*** Text shown Section Begins ***

A drawing can never be a type; only a specimen can be a type, and a specimen is "An example of an animal, or a fossil or work of an animal, or of a part of these" (ICZN Glossary). If a drawing is designated as the type of a new taxon, this is to be interpreted as if the author had designated the specimen that is drawn. ("73.1.4. Designation of an illustration of a single specimen as a holotype is to be treated as designation of the specimen illustrated; the fact that the specimen no longer exists or cannot be traced does not of itself invalidate the designation.")
 
Not sure if any conclusions can be made between the old illustrations and the tail tip colour. Even the illustration in the book varies significantly between different copies:

One copy of Latham
Another copy of Latham

Then there's also the possibility of differential fading in the specimen; the tail tip may well suffer greater fading from being more exposed to air and light.

*** Text shown Section Ends ***
*** Source information Section Begins ***

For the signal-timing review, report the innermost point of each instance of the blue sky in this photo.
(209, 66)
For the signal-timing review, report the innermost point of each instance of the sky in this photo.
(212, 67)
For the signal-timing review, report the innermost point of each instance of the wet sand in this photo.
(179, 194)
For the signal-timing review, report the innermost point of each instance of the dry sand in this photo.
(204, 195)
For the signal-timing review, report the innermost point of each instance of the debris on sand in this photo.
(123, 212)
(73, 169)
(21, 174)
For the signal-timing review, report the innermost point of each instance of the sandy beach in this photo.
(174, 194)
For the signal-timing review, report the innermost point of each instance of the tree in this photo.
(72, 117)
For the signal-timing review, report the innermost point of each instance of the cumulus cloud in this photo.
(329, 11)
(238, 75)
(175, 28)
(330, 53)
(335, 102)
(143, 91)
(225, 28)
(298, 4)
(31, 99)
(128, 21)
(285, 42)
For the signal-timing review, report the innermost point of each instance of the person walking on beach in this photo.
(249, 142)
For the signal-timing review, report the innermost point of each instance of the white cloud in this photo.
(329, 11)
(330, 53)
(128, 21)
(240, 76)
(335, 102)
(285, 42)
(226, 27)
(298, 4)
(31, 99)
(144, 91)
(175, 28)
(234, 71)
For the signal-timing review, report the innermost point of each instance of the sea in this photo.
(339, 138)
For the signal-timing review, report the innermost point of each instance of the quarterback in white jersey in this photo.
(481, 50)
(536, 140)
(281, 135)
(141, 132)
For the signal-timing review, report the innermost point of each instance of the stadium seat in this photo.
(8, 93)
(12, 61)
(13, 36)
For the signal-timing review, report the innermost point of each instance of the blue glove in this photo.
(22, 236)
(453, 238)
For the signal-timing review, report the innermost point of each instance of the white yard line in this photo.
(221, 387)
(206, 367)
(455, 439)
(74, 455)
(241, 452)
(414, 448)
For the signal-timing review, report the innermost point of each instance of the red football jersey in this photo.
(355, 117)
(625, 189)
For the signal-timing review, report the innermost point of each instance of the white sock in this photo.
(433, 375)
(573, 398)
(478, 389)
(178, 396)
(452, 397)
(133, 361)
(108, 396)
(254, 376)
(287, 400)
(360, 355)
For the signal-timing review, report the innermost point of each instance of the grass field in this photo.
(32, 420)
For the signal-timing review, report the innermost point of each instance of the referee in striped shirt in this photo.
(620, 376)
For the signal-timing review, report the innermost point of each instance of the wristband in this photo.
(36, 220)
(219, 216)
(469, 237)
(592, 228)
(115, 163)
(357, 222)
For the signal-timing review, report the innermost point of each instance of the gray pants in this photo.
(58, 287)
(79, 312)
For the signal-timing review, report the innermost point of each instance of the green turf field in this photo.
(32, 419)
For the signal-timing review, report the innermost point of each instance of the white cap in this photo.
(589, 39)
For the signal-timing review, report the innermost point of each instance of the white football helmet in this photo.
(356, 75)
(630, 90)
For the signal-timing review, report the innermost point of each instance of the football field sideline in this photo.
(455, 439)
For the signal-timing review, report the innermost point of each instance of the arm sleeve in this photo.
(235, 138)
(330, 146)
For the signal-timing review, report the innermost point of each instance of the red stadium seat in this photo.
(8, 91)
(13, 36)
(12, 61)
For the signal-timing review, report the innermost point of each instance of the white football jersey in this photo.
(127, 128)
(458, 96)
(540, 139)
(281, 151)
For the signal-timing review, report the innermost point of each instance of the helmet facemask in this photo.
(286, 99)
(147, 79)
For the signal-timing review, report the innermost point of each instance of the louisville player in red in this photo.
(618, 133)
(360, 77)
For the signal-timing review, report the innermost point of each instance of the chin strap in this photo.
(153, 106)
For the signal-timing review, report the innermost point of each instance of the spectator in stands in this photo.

*** Source information Section Ends ***

Prompt 1
Answer these about the passage on type specimens:
(a) How does the quoted ICZN Glossary define a specimen?
(b) What does the passage say varies significantly between different copies?
(c) According to the passage, why might the tail tip suffer greater fading?
Prompt 2
Reproduce the passage on type specimens between "Not sure if" and "air and light.", inclusive.

Answer section 1
(a) As "An example of an animal, or a fossil or work of an animal, or of a part of these."
(b) The illustration in the book.
(c) Because it is more exposed to air and light.

Answer section 2
Not sure if any conclusions can be made between the old illustrations and the tail tip colour. Even the illustration in the book varies significantly between different copies:

One copy of Latham
Another copy of Latham

Then there's also the possibility of differential fading in the specimen; the tail tip may well suffer greater fading from being more exposed to air and light.